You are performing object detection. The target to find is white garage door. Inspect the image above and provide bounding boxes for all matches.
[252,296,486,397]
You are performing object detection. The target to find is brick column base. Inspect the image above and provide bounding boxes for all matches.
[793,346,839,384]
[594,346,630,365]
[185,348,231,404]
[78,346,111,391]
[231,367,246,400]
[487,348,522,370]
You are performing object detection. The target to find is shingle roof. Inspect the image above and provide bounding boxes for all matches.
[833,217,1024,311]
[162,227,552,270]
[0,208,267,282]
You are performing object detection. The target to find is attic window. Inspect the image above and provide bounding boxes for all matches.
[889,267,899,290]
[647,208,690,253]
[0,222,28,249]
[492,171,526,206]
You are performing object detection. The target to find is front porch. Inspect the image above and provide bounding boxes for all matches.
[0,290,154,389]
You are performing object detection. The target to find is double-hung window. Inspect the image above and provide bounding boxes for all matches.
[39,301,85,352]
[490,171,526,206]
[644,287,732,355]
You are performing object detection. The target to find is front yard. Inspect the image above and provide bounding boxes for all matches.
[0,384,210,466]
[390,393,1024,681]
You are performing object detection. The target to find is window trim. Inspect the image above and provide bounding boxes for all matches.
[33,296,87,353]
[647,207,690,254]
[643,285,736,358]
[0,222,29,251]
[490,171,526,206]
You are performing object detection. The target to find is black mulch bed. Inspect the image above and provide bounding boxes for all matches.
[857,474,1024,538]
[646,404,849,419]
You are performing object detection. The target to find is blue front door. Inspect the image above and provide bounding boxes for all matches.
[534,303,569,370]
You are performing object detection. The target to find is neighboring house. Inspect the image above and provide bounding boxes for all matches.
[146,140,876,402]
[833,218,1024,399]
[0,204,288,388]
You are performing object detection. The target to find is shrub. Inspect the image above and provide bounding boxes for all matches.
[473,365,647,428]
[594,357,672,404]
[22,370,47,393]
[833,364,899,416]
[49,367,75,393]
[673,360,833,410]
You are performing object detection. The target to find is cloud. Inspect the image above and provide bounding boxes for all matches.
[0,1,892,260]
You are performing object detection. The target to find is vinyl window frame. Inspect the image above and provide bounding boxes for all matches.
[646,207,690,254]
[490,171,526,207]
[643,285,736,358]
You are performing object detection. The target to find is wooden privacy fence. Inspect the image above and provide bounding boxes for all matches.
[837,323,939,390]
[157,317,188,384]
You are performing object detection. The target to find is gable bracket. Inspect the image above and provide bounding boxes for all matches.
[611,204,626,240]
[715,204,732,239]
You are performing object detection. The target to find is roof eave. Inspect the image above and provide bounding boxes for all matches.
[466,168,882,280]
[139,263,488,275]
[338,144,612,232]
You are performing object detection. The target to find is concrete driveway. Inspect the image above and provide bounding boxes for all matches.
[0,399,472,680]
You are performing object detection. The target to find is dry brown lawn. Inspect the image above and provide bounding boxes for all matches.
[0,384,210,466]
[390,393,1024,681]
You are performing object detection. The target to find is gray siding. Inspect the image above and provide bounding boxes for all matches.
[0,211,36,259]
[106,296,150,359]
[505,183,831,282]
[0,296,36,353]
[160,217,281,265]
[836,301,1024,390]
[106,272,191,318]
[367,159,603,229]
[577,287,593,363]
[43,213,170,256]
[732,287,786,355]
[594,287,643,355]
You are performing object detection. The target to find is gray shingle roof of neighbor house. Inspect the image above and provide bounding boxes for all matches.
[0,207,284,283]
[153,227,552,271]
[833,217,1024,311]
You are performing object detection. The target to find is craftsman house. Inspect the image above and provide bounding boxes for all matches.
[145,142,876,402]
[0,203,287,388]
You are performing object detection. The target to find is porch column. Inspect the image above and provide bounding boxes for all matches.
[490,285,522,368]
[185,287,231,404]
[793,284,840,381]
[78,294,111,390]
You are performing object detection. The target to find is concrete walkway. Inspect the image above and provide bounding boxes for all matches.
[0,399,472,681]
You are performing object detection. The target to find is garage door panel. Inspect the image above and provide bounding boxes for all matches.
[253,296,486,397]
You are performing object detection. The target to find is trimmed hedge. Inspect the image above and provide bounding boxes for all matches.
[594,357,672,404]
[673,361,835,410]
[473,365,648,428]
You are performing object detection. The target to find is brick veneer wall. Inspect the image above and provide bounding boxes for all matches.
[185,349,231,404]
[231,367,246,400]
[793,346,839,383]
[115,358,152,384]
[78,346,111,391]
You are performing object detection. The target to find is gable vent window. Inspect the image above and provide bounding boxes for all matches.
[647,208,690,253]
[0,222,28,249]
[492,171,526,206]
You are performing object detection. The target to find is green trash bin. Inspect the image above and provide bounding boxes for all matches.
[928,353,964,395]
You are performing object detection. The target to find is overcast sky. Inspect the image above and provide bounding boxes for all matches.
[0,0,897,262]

* What needs to be done *
Rewrite each of the records above with "Inspect" replaced by "Examine", keeping every other word the same.

* Solved problem *
You are performing object detection. The target to find is white garage door. Examine the image above and provide bounding boxes for all matches.
[252,296,486,397]
You are performing object detection. The target to find is brick column base. Examine the image above and provide bounding boxes for all matches.
[793,346,839,384]
[594,346,630,365]
[185,348,231,404]
[78,346,111,391]
[231,367,246,400]
[487,348,522,370]
You are performing object detection. The target to find is shingle roof. Examine the image above and provide bounding boxes for all matches.
[833,217,1024,311]
[162,227,552,270]
[0,208,267,282]
You are performing object detection. The target to find is attic window. Examine the image above and provide bounding boxes for all matches.
[889,267,899,290]
[647,208,690,253]
[0,222,28,249]
[492,171,526,206]
You are performing object detection. The target to find is front porch. Examine the image above and provide bounding boxes for all matches.
[0,290,154,389]
You are performing object detection. The target to find is double-hung window. Examine the image above and provide bounding boxes for all matches.
[39,301,85,352]
[490,171,526,206]
[644,287,732,355]
You are performing object detection. The target to find is front yard. Examine the image above and provide bounding boxes for all matches.
[0,384,210,466]
[390,393,1024,681]
You are performing object detection. The target to find is window trim. Examine the image above and provide bounding boxes for all matches.
[33,296,87,353]
[647,207,690,254]
[643,285,736,358]
[0,222,29,251]
[490,171,526,206]
You are performing object detection. The target to find is black mulch bed. Examine the image above and provide bounding boxes for all matches.
[857,474,1024,538]
[646,404,849,419]
You are performing object detection. The target to find is blue front door. Examine the image above and provide bounding boxes for all matches.
[534,303,569,370]
You are performing object detection. The target to find is neighboring house. Examine the image above and provide bounding boxes for all matches.
[146,140,876,402]
[833,218,1024,399]
[0,204,288,388]
You are performing object detection. The target to find is shrub. Examine the image above and provide bounding boxes for all matches.
[473,365,647,428]
[594,357,672,404]
[22,370,47,393]
[833,364,899,416]
[49,367,75,393]
[673,360,833,410]
You are performing object detection. The target to find is cloud. Examine the image above and provide bounding boxes for all matches.
[0,1,892,260]
You are performing object detection. The target to find is vinyl window frame. Examine the image above and provide bounding boxes for all matches.
[646,207,690,254]
[490,171,526,207]
[643,285,736,358]
You are performing object detection. The target to find is wooden privacy fence. Examine the image above and provide bounding boxes for all matches.
[837,323,939,390]
[157,317,188,384]
You are performing object detection. The target to find is gable bracket. Examine the image above and provide bounding boxes for all matches.
[611,204,626,240]
[715,204,732,239]
You are performing object detection. The target to find is roof eave. Examine the image above and provide bounding boxes for all matches.
[466,168,882,280]
[139,263,488,275]
[338,144,612,232]
You are performing object detection. The target to find is concrete driveway. Examine the image above and provide bounding boxes for all matches.
[0,399,472,680]
You are performing object detection. The target to find is dry brown lawn. Examine the image above and provide bounding boxes for all matches.
[0,384,210,466]
[390,393,1024,681]
You are performing object detection. The target to find is gray siding. Examine the image above and provide bounding boxes for all matches.
[0,211,36,259]
[106,296,150,359]
[505,183,831,282]
[0,296,36,353]
[160,217,281,265]
[836,301,1024,390]
[106,272,191,318]
[367,159,603,229]
[577,287,593,363]
[43,213,170,256]
[732,287,786,355]
[594,287,643,355]
You are performing object detection. The target to find is gray shingle roof of neighbor house. Examine the image above and provide bounding boxes for all matches.
[0,207,284,283]
[153,227,552,271]
[833,217,1024,311]
You are performing object detection. The target to find is craftsman house. Examine the image above and provide bounding boxes for all matches.
[145,142,876,402]
[0,203,287,388]
You are performing object detection. The target to find is porch column. Examine the image above and provide bounding boxes for all matches.
[490,285,522,368]
[185,287,231,404]
[793,284,840,381]
[78,294,111,390]
You are performing object detection. The target to find is concrete walkway. Examine the image above and provide bounding boxes for all matches.
[0,399,472,681]
You are performing object detection. The target to find is garage door panel. Examine the image above and provide bounding boxes for all matches.
[253,296,486,397]
You are performing object detection. The target to find is trimmed hedge. Examine the image above and provide bounding boxes for all matches.
[594,357,672,404]
[673,361,835,410]
[473,365,648,428]
You are performing object detection. The target to find is brick veneer wall. Examine the image above and provide bounding boxes for all matches.
[185,349,231,404]
[231,367,246,400]
[793,346,839,383]
[115,358,152,384]
[78,346,111,391]
You are performing object detection. The target to find is gable vent window. Examine the image above and provide bounding boxes for all matches.
[647,208,690,253]
[0,222,28,249]
[492,171,526,206]
You are performing object detection. The target to find is green trash bin. Examine the image above and provide bounding boxes for all matches.
[928,353,964,395]
You are performing object detection. The target to find is overcast sky. Examine the image above and provide bounding boxes for all matches.
[0,0,897,262]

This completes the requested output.